■ **SUPPLIED DATA**
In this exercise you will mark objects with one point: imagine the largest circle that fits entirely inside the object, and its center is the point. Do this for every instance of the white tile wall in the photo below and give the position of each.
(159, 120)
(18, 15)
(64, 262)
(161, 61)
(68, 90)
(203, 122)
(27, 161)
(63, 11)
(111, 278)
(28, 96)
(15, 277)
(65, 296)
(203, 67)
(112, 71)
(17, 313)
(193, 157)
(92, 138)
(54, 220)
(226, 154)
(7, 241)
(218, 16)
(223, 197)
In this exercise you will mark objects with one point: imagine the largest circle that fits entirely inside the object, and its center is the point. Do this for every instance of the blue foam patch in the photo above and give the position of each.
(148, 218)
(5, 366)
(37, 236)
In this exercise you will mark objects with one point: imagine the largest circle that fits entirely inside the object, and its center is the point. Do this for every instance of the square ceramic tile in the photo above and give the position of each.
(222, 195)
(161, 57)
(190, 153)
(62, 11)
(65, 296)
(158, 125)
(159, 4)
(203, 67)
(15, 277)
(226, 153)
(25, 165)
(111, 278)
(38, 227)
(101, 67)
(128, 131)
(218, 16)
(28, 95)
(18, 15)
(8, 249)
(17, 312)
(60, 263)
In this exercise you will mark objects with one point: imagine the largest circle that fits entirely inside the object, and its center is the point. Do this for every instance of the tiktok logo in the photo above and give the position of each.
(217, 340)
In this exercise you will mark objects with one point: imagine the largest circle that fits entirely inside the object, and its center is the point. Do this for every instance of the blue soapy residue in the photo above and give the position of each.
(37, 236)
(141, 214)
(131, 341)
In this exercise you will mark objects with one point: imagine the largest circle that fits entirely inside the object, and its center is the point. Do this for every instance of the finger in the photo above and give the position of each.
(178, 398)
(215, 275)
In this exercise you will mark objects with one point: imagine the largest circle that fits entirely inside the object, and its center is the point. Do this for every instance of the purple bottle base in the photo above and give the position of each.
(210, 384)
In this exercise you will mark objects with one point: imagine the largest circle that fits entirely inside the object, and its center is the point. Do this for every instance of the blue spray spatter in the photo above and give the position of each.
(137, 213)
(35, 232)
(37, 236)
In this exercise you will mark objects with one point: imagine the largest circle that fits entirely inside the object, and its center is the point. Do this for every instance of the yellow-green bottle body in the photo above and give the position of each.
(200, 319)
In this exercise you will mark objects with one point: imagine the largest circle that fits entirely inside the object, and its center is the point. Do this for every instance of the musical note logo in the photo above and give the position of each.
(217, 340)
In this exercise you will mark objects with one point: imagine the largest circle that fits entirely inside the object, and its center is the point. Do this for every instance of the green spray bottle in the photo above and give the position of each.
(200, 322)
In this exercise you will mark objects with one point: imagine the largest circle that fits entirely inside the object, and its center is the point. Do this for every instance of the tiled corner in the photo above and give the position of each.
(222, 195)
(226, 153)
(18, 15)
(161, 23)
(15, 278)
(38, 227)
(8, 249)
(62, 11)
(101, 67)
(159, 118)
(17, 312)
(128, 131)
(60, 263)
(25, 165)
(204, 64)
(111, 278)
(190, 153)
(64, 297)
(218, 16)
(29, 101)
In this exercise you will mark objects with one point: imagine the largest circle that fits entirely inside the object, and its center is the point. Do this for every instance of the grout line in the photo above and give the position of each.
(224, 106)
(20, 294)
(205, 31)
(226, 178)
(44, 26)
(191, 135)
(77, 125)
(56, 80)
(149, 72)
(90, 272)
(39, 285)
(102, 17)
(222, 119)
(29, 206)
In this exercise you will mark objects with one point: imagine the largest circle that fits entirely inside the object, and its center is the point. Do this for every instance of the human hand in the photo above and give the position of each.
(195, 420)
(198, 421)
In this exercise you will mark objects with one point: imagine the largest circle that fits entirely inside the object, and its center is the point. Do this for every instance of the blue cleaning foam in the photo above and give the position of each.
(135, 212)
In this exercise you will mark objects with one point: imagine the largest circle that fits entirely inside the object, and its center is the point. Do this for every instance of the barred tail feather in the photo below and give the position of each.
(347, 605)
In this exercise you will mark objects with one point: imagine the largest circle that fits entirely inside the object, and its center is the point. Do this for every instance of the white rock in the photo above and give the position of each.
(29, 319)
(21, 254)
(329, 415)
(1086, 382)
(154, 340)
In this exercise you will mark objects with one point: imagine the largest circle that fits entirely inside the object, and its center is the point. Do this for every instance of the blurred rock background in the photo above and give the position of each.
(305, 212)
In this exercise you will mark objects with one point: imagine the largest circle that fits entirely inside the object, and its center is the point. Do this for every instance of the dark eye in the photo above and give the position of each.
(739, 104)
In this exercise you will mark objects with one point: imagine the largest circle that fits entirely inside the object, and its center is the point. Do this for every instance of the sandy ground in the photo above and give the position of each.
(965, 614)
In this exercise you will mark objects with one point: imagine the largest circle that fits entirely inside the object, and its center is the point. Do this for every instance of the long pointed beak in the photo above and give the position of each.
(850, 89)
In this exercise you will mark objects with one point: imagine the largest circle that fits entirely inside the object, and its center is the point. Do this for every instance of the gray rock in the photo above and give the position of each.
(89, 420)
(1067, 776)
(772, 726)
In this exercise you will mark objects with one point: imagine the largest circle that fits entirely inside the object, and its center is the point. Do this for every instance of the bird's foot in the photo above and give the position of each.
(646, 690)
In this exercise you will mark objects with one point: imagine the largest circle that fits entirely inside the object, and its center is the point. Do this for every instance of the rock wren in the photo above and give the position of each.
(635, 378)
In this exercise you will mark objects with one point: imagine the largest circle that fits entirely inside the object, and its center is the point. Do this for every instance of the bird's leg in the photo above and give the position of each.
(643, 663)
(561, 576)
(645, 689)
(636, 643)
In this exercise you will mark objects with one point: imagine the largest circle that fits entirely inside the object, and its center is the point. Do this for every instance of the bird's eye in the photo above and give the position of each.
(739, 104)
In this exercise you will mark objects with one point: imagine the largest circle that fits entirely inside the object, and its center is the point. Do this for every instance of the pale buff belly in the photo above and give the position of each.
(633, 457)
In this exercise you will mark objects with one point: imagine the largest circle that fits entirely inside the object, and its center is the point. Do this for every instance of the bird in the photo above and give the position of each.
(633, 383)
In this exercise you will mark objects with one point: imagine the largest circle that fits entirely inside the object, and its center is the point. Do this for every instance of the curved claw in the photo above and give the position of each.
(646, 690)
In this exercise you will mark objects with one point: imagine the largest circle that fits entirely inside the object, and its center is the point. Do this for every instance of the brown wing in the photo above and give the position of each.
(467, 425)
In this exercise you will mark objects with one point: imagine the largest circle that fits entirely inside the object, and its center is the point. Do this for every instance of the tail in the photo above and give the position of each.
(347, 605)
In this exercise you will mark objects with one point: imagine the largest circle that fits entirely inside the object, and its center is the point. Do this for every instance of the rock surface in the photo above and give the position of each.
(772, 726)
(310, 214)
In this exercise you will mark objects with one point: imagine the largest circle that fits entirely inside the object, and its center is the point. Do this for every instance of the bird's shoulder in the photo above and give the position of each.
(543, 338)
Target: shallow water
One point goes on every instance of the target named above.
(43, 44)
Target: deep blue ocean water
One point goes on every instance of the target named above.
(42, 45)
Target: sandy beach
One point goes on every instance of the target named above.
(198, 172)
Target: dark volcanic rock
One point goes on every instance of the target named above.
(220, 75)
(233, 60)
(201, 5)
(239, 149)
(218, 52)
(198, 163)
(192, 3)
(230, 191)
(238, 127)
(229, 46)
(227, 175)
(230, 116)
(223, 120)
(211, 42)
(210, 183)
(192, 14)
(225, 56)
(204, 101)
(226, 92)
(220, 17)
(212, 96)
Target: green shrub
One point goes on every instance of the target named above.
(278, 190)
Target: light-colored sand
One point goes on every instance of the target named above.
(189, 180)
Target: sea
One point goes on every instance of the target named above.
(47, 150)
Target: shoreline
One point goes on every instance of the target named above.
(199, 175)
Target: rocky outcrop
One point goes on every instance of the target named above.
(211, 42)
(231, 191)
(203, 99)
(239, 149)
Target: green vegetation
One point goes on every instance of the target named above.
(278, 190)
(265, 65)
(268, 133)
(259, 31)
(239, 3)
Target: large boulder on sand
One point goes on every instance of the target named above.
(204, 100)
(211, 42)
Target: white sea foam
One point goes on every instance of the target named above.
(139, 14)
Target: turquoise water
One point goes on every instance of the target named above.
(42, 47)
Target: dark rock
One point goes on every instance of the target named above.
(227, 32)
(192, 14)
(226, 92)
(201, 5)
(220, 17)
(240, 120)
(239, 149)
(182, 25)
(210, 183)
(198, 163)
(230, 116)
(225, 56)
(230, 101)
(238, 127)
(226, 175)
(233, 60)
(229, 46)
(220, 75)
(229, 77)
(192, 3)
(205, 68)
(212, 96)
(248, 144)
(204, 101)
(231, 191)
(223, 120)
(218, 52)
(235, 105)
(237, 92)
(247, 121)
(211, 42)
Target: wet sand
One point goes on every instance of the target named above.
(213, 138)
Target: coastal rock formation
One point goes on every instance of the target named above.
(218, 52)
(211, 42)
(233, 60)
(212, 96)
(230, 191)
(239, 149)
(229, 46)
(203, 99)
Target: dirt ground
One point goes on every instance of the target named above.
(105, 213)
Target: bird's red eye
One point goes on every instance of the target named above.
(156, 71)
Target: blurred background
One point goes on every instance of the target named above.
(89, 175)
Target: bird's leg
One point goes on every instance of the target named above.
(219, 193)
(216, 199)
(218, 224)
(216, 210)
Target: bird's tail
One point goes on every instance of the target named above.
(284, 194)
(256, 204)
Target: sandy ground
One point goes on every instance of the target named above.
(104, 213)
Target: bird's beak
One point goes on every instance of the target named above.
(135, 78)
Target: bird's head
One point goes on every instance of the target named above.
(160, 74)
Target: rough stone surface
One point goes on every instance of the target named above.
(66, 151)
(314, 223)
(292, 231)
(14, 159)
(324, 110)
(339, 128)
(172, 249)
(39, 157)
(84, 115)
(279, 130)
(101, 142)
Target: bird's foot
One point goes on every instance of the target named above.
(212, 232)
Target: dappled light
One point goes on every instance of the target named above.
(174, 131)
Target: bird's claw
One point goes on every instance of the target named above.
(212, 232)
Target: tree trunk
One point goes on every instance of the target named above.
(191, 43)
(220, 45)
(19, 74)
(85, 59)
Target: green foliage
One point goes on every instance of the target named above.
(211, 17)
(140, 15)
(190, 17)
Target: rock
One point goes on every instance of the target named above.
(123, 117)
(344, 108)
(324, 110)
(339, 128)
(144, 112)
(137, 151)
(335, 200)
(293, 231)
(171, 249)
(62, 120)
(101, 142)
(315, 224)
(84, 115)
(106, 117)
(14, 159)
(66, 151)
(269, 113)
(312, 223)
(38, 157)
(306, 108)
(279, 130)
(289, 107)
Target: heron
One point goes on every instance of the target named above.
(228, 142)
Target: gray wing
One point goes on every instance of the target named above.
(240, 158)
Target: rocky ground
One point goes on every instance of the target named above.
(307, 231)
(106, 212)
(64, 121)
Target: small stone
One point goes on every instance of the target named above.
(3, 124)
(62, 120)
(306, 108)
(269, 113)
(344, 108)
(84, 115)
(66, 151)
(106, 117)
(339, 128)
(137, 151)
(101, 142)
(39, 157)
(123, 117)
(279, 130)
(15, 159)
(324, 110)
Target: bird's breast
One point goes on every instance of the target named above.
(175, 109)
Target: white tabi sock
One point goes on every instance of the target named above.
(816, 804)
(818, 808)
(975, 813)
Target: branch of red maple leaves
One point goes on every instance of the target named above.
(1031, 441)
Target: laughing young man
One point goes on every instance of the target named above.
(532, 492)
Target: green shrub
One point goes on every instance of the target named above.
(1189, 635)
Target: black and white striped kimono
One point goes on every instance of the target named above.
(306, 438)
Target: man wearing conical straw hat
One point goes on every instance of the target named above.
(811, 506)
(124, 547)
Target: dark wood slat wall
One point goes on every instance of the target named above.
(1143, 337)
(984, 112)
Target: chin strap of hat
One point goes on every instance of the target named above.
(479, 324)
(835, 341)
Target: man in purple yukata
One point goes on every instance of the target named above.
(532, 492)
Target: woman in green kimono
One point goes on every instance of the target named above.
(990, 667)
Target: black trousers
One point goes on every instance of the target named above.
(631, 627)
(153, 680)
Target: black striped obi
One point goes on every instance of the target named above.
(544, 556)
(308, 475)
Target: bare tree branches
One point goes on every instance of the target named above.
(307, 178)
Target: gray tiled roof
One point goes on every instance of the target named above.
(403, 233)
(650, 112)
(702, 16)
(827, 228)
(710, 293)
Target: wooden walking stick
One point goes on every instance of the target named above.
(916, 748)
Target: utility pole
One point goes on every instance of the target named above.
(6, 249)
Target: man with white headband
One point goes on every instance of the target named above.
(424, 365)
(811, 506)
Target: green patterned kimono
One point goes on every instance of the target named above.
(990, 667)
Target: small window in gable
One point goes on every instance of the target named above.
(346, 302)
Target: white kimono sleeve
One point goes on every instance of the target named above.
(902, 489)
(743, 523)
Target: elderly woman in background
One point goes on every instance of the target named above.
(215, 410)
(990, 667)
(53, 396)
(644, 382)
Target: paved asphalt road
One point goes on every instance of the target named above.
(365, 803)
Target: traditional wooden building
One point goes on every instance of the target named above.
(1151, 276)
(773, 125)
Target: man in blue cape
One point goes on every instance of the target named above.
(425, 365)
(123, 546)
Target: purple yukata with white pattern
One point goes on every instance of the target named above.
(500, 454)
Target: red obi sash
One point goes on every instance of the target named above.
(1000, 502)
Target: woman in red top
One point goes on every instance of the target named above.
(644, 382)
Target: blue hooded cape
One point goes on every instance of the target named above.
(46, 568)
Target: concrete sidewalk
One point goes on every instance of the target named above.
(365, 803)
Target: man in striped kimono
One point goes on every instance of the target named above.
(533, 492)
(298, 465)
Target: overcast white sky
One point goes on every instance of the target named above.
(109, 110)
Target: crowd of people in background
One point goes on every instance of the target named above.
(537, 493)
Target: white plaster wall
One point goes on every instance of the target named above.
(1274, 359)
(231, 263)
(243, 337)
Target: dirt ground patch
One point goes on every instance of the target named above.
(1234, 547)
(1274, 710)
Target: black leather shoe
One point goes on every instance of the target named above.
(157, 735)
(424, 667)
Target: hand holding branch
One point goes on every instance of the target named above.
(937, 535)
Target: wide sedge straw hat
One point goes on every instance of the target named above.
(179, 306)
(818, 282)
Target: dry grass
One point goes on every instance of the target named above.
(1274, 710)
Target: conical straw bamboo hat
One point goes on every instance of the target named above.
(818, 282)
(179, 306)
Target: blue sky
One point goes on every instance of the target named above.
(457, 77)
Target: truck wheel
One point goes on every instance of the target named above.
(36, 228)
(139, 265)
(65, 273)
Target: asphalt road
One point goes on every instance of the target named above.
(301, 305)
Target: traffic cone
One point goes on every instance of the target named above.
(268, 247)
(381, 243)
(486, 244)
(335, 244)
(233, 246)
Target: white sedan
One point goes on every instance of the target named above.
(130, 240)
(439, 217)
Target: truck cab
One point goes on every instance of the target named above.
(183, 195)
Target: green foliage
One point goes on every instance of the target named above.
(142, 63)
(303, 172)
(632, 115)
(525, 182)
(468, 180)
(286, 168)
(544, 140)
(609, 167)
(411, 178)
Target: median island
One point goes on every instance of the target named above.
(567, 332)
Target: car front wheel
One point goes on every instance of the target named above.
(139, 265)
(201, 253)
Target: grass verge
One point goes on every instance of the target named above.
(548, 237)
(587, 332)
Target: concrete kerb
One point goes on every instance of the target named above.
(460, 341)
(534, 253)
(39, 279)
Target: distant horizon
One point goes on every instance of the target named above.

■ **PROMPT**
Every line from the one containing "Target: hand holding branch" through the last line must be copied exactly; leave out the rest.

■ **RESPONSE TO THIS TASK**
Target: hand holding branch
One point goes on every instance of the target named above.
(937, 535)
Target: wide sedge straw hat
One point goes on every instance of the target named above.
(179, 306)
(818, 282)
Target: dry grass
One point goes on every instance of the target named above.
(1274, 710)
Target: conical straw bamboo hat
One point goes on every instance of the target named above.
(818, 282)
(179, 306)
Target: blue sky
One point goes on every instance of the target named above.
(457, 77)
Target: truck wheel
One point goes on every instance of the target named above.
(36, 228)
(139, 265)
(65, 273)
Target: asphalt road
One point goes on every instance of the target named above.
(301, 305)
Target: traffic cone
One point goes on every instance of the target named above.
(268, 247)
(381, 243)
(486, 244)
(335, 244)
(233, 246)
Target: white sedan
One point goes on every instance of the target named above.
(130, 240)
(439, 217)
Target: truck cab
One point goes on every instance of the target named above.
(183, 195)
Target: green foliage
One point goes on every instance of the target named above.
(142, 63)
(303, 172)
(632, 115)
(525, 182)
(468, 180)
(286, 168)
(544, 140)
(609, 167)
(411, 178)
Target: median island
One point goes on every instance of the target named above.
(567, 332)
Target: car front wheel
One point goes on every instance of the target named above.
(139, 265)
(201, 253)
Target: grass verge
One point goes on every instance of the target named above.
(548, 237)
(587, 332)
Target: concrete kerb
One point goes on every instance of the target named above.
(460, 341)
(534, 253)
(39, 279)
Target: distant horizon
One point goes on every instance of the target named above.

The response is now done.